[Region annotation entries]
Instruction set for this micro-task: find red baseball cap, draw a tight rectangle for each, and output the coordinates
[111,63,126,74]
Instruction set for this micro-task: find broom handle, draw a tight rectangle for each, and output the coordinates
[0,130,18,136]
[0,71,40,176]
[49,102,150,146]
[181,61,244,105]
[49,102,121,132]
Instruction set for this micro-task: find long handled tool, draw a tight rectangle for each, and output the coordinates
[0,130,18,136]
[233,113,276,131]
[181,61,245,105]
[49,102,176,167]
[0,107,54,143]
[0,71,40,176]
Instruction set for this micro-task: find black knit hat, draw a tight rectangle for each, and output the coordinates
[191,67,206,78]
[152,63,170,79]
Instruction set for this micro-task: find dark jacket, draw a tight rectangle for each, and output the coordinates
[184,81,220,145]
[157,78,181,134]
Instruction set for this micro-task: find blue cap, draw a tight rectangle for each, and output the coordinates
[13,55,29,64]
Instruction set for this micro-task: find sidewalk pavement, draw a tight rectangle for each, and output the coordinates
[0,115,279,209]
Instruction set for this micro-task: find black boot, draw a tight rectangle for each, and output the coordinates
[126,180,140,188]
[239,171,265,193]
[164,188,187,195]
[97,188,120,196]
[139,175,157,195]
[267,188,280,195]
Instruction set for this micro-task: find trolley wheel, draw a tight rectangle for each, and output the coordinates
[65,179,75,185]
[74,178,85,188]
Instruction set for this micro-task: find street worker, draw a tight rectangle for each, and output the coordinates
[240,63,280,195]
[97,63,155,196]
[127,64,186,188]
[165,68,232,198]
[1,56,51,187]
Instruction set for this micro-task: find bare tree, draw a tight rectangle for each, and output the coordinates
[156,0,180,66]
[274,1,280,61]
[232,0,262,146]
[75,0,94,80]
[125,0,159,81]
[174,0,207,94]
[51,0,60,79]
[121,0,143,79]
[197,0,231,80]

What is needed: Render every line of the records above as a Markdown table with the columns "No." and "Line", numbering the rows and leaving out blank lines.

Result of the exercise:
| No. | Line |
|---|---|
| 1 | Instruction set for this micro-task: find red baseball cap, draw a tight rectangle for each, and output the coordinates |
| 2 | [111,63,126,74] |
| 3 | Instruction set for this micro-task: find broom handle, draw a tight rectangle for each, and output the coordinates |
| 4 | [0,130,18,136] |
| 5 | [0,71,40,176] |
| 6 | [49,102,150,146] |
| 7 | [181,61,244,105] |
| 8 | [49,102,121,132] |
| 9 | Instruction set for this micro-task: find long handled tool, draw a tight rectangle for each, and output the coordinates |
| 10 | [0,130,18,136] |
| 11 | [233,113,276,131] |
| 12 | [181,61,245,105] |
| 13 | [49,102,176,167] |
| 14 | [0,107,54,143] |
| 15 | [0,71,40,176] |
| 16 | Instruction set for this micro-task: find black knit hat, draw a tight rectangle for each, and output the coordinates |
| 17 | [191,67,206,78] |
| 18 | [152,63,170,79] |
| 19 | Instruction set for this micro-task: find dark jacket, draw a tight rectangle for each, and output the coordinates |
| 20 | [184,81,220,145] |
| 21 | [157,78,181,134] |
| 22 | Instruction set for this micro-task: find blue cap, draw a tight rectangle for each, and output the coordinates |
| 23 | [13,55,29,64] |
| 24 | Instruction set for this micro-task: find sidewalk pavement, draw a tight rectangle for each, and output the coordinates |
| 25 | [0,115,279,209] |
| 26 | Instruction set for this micro-task: find black boot, draw a tight rectangle for each, and output the coordinates |
| 27 | [126,180,140,188] |
| 28 | [239,171,265,193] |
| 29 | [164,188,187,195] |
| 30 | [97,188,120,196] |
| 31 | [139,175,157,195] |
| 32 | [267,188,280,195] |
| 33 | Instruction set for this micro-task: find trolley wheel, draw a tight rectangle for each, and output the coordinates |
| 34 | [65,179,75,185] |
| 35 | [74,178,85,188] |
| 36 | Instruction set for this micro-task: find street worker, draw a tight rectangle for each, and output the coordinates |
| 37 | [240,63,280,195] |
| 38 | [97,63,155,196] |
| 39 | [127,64,186,188] |
| 40 | [165,68,232,198] |
| 41 | [1,56,51,187] |
| 42 | Instruction set for this micro-task: find bare tree, draw a tight rectangle for each, and output the coordinates |
| 43 | [156,0,180,66] |
| 44 | [274,1,280,61] |
| 45 | [232,0,262,146] |
| 46 | [75,0,94,80] |
| 47 | [125,0,159,81] |
| 48 | [174,0,207,94] |
| 49 | [51,0,60,79] |
| 50 | [121,0,143,79] |
| 51 | [197,0,231,80] |